__Stated task__
Starting with the line that contains "boxes for overcast" and going on through the end of the records, write those lines out again with "overcast sky" swapped for "cloudy sky" and everything else left unchanged.

__Information shown__
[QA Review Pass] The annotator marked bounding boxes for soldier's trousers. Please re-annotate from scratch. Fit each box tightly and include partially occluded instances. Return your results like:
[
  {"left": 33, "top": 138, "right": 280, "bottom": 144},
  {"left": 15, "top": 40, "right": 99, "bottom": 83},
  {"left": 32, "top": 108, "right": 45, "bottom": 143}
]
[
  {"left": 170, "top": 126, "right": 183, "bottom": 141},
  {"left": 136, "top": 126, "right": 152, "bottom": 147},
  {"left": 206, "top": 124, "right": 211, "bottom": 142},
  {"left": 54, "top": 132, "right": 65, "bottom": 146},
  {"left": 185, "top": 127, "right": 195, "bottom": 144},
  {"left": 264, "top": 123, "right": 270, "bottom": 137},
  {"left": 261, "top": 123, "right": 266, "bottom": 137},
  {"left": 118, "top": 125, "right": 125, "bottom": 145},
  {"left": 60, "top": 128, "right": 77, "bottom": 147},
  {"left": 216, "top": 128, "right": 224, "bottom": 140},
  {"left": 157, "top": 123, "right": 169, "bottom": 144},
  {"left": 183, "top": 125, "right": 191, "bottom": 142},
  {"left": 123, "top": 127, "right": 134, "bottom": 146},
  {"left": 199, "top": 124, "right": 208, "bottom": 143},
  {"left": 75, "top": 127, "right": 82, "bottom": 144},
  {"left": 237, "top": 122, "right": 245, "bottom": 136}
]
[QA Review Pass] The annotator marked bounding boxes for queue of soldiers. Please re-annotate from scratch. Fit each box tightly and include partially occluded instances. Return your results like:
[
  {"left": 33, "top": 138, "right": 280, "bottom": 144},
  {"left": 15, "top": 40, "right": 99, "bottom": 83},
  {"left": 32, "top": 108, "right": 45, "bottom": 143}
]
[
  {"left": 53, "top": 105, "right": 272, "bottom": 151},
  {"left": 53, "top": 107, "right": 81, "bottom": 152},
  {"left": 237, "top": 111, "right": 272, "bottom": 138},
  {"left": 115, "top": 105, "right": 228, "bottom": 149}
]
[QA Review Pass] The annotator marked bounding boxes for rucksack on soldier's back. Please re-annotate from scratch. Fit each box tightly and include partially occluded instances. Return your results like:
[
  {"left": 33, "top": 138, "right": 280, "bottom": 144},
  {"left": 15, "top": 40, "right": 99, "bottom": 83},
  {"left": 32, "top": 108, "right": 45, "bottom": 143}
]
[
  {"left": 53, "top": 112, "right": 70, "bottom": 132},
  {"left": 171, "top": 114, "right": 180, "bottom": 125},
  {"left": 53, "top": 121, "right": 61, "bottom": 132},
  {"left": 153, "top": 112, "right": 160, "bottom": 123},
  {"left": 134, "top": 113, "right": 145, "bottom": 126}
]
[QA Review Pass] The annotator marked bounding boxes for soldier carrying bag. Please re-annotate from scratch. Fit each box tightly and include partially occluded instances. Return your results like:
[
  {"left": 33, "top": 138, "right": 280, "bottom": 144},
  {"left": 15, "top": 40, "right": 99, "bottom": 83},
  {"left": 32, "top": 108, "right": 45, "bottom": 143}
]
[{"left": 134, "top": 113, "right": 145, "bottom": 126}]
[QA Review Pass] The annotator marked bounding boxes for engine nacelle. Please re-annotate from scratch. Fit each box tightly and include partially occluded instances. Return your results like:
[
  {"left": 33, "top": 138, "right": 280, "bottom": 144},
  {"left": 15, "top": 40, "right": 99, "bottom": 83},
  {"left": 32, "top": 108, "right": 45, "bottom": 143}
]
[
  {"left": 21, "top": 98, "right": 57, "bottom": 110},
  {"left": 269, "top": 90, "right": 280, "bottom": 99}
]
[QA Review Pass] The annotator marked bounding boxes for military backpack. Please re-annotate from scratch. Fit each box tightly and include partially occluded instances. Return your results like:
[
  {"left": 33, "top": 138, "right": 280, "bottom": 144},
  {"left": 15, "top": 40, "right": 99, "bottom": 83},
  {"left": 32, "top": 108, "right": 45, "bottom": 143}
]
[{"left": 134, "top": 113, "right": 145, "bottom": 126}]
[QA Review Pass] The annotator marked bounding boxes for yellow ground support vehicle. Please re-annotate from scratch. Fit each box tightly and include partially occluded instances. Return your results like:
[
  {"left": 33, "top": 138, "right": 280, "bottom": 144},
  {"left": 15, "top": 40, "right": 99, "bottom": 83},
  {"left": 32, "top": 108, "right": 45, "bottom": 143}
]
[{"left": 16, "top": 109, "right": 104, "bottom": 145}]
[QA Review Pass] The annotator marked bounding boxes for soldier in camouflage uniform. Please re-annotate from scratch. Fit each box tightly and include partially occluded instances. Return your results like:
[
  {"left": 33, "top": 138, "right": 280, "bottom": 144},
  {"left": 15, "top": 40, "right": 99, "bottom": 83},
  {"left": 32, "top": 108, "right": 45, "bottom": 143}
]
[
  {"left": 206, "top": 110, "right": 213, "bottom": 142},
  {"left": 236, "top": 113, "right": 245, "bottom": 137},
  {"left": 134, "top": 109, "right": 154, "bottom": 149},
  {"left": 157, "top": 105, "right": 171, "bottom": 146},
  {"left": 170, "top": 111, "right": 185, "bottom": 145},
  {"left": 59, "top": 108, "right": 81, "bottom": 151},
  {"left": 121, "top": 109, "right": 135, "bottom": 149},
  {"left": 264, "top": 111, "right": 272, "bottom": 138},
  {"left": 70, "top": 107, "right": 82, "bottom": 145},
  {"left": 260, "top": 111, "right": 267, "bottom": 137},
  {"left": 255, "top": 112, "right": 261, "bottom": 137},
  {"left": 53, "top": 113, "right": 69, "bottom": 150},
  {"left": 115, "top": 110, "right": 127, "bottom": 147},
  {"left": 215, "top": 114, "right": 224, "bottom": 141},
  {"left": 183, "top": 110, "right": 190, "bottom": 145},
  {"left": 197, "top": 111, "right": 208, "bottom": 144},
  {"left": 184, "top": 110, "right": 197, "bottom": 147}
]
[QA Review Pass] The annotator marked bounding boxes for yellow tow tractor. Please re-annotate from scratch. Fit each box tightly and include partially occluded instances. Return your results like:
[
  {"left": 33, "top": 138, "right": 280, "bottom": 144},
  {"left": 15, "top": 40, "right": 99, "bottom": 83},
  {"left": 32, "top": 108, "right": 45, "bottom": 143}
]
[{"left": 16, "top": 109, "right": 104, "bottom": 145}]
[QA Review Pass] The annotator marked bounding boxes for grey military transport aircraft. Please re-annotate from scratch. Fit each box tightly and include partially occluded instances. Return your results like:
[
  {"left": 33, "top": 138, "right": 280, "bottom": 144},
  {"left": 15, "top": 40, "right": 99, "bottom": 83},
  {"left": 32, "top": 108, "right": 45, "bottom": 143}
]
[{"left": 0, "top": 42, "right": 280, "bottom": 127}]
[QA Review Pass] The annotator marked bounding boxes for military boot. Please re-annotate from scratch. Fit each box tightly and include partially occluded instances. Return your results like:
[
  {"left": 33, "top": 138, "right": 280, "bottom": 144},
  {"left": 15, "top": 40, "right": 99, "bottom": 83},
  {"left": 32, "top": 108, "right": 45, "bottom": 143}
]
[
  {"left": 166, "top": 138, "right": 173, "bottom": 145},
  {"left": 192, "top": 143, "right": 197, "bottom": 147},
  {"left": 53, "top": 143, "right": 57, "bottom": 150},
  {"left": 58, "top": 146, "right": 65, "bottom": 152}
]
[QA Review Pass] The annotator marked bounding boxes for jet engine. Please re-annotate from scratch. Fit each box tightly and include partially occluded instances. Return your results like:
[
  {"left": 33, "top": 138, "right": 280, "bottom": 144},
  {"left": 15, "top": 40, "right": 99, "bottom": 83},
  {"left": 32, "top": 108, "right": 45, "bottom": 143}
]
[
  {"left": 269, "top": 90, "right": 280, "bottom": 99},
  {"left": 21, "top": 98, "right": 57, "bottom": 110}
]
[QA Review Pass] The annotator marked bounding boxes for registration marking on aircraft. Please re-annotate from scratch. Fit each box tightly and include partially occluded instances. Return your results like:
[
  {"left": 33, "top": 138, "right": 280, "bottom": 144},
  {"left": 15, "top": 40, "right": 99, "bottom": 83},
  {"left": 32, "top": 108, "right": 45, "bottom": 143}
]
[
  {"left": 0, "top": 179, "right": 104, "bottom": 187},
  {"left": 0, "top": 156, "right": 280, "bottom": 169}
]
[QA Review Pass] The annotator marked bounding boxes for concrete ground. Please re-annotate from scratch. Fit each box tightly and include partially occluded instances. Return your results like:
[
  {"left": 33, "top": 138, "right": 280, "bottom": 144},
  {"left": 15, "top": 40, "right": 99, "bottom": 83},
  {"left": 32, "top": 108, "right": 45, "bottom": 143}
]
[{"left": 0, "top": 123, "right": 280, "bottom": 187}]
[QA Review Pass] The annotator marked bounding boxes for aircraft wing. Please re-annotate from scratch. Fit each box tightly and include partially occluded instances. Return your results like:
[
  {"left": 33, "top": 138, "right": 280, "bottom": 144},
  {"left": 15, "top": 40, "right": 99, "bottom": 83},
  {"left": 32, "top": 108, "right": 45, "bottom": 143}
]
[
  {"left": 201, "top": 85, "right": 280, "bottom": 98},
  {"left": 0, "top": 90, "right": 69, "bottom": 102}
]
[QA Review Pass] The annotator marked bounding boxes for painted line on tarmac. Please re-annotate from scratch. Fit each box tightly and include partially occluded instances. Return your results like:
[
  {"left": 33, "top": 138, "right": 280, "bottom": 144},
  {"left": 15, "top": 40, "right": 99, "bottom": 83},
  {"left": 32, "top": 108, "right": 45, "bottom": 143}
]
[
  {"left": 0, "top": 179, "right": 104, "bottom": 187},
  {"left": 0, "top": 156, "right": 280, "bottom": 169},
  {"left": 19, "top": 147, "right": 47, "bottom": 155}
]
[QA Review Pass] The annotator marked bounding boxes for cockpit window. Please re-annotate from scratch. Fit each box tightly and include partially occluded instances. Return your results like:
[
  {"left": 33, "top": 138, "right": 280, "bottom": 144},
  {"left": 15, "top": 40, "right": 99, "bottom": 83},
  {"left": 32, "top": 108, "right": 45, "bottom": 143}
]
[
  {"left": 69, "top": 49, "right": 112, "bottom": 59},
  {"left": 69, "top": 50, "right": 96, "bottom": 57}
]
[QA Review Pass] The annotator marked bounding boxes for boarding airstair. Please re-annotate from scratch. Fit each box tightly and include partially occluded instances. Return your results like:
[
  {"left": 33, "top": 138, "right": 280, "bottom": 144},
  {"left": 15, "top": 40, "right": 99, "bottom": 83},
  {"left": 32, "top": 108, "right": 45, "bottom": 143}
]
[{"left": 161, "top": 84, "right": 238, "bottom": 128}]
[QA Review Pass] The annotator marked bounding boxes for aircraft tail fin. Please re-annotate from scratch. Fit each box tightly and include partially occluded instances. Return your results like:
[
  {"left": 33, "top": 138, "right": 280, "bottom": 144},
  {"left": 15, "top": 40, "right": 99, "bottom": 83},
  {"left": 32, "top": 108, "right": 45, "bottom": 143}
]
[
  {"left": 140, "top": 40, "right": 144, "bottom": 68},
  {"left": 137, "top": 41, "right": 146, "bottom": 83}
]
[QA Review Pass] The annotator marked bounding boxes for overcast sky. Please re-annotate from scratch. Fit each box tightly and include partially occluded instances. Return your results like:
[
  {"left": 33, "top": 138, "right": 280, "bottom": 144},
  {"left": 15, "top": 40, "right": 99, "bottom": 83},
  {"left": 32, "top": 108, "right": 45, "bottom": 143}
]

__Output for this task__
[QA Review Pass] The annotator marked bounding boxes for cloudy sky. Please re-annotate from scratch. Fit each box tightly and include partially occluded instances. Return your results like:
[
  {"left": 33, "top": 138, "right": 280, "bottom": 144},
  {"left": 15, "top": 40, "right": 99, "bottom": 83},
  {"left": 32, "top": 108, "right": 45, "bottom": 143}
]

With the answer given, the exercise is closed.